Instructions for the task:
When you copy the records that follow, please keep every word exactly as it is and leave out the pictures.
[Start of Attachment]
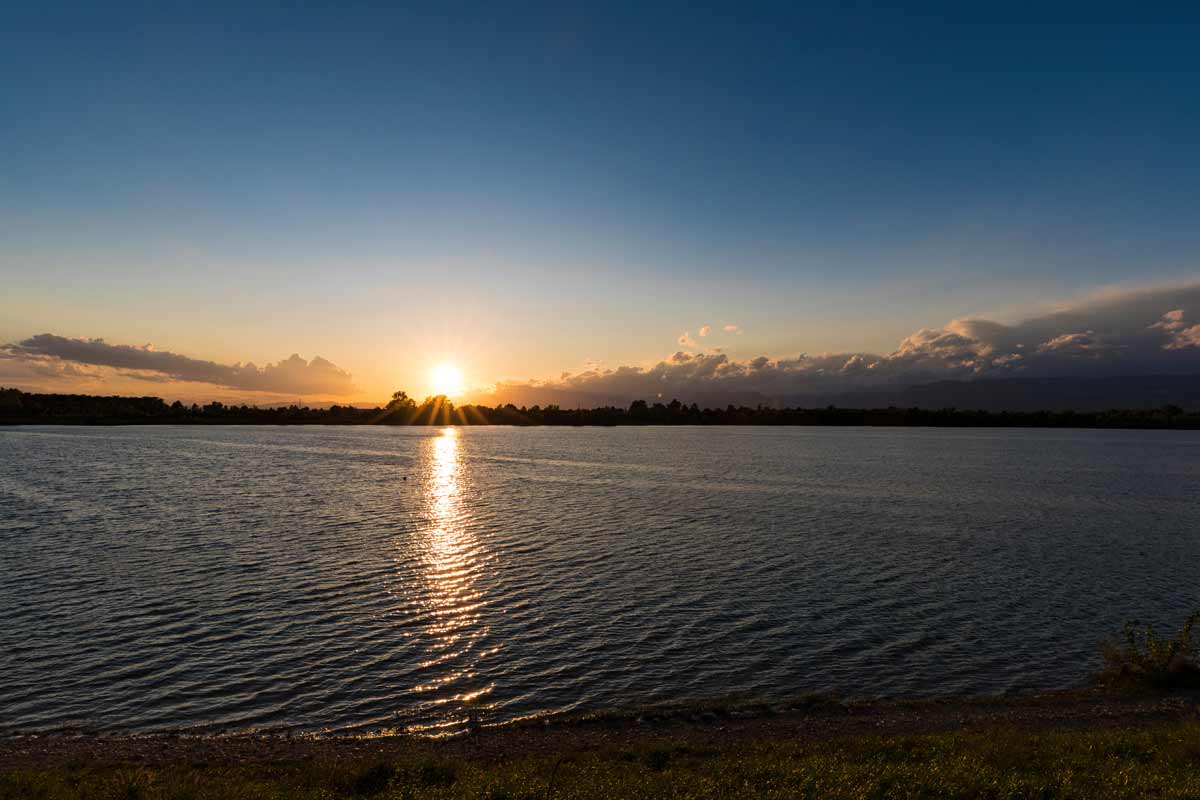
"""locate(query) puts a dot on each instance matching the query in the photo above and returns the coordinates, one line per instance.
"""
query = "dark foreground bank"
(1090, 744)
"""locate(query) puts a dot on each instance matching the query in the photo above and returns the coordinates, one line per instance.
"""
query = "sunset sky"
(603, 199)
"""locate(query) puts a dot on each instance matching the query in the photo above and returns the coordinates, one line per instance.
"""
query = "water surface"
(351, 579)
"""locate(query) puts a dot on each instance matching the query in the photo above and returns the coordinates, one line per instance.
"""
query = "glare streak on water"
(377, 578)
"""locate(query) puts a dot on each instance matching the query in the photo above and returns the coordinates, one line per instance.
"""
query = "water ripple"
(375, 578)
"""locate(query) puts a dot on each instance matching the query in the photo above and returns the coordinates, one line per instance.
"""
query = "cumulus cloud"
(58, 355)
(1145, 331)
(1182, 332)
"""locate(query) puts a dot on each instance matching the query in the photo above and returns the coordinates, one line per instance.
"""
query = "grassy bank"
(1161, 761)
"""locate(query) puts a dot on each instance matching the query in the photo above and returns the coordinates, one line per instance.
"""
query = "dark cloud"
(1147, 331)
(52, 355)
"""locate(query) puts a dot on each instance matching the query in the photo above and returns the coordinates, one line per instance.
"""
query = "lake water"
(354, 579)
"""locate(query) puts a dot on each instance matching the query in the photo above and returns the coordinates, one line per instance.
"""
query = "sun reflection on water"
(453, 563)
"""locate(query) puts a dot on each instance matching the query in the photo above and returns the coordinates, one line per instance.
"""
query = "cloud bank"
(1127, 332)
(57, 356)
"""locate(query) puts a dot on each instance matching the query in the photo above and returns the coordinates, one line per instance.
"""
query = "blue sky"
(527, 188)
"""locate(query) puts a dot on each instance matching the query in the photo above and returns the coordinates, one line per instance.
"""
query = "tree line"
(27, 408)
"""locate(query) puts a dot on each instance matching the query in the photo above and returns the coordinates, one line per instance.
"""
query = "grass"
(1093, 764)
(1143, 659)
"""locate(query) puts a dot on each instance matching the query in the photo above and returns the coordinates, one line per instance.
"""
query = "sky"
(327, 200)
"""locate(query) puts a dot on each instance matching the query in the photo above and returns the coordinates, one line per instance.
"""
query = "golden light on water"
(453, 561)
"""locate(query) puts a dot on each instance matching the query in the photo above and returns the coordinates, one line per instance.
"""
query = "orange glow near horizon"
(447, 379)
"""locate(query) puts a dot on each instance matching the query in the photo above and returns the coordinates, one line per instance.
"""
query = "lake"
(371, 578)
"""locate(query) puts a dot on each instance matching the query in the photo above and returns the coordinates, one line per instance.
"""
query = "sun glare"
(447, 379)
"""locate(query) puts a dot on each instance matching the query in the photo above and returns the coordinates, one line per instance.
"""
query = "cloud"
(1182, 334)
(1139, 331)
(48, 355)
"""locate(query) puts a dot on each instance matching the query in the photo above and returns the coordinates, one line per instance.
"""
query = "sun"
(447, 379)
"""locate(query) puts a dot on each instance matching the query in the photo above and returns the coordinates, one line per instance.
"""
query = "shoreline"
(815, 719)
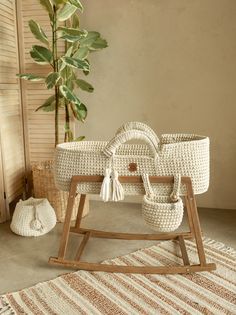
[End of Attachment]
Output:
"""locate(query) puts a dot on each instance matching the query in the photo above and returns the coordinates, one line per instance.
"""
query = "dark foreground bank"
(1090, 744)
"""locate(query) puts a dot on each instance matching the query in the photo above and returns the coordinates, one line per instance.
"""
query = "sunset sky"
(603, 199)
"""locate(query) puts a dot on each instance matching the query in the photo above and returns the coordinates, one line per instance.
"""
query = "water surface"
(351, 579)
"""locate(query) puts a dot on each instance matching the query in the photo above and returns the coordinates, one line per instance.
"""
query = "glare streak on water"
(377, 578)
"""locate(query) puts a dot on each instance matching the query in the photo above and returns the coordinates, one line per instance.
"""
query = "water ripple"
(375, 578)
"""locate(query) puts a dot on each instance matching the query in the photo above and returns the coordinates, one line per instance.
"""
query = "cumulus cloud"
(58, 355)
(1145, 331)
(1182, 332)
"""locate(query) puts a dot on each instance matching the query in the photo above and returns the coordinates, one line per instance.
"""
query = "grassy bank"
(1161, 761)
"""locate(query) puts a dot on each instance matching the query in the photo above and returns the coordinates, one line per instance.
"""
query = "dark cloud"
(1147, 331)
(52, 355)
"""locate(query) puts a dot on each instance matching the query in the photo above and returns the coordinates, one line per instance.
"""
query = "lake water"
(354, 579)
"""locate(query) puts a dot on each instance matching the query in the photo above and returns the coordinates, one line per instance.
"""
query = "sun reflection on water"
(453, 563)
"""locate(query) puts a dot on each instance matching the query in the photo above and returns the coordinates, one line per instance.
"""
query = "cloud bank"
(1127, 332)
(57, 356)
"""locate(query) puts a dot on each instance matching the query in the photo above and returns the coordinates, one line per instance.
"""
query = "blue sky"
(527, 188)
"""locate(query) puts a dot on each instance matching the query in the photo above and returns the coordinates, one line per instance.
"""
query = "tree line"
(27, 408)
"""locate(query) puts a dot on each instance matching the query in the photo above and returns the coordinates, one line per instance.
"""
query = "grass"
(1093, 764)
(1143, 659)
"""locate(query) puts a dot on each instance matching the query in the photo above and returns the coordinates, one line per instance.
"""
query = "sky"
(327, 200)
"""locate(query) puts a dot on each instance matching the query in the photo above and returns the coordinates, one line per instance.
"""
query = "golden light on water"
(453, 561)
"""locate(query) puts a dot on each instance matching the query in the photo above and returns the coordinates, one line per instance.
"""
query = "orange glow near horizon"
(447, 379)
"""locate(query) puts a dot on each instance matching the query in the photo above and returns the coordinates, one line per instance.
"""
query = "lake"
(371, 578)
"""locate(query) puts a dot on each instance matching the query in the photo above and returns the coordinates, one line per instance.
"""
query = "sun glare"
(447, 379)
"""locate(query) puts a dot on each instance matching the query in the photo above and returns the coordinates, one line per instance.
"""
query = "cloud"
(1182, 334)
(1139, 331)
(48, 355)
"""locate(query) puts a dot on each instance matching the query in the photo above and returns the coordinates, one line per instance.
"""
query = "sun"
(447, 379)
"""locate(query) puts a dot on each instance matching the query in the photo above and returns the coordinates, one line per instance.
"""
query = "shoreline"
(815, 719)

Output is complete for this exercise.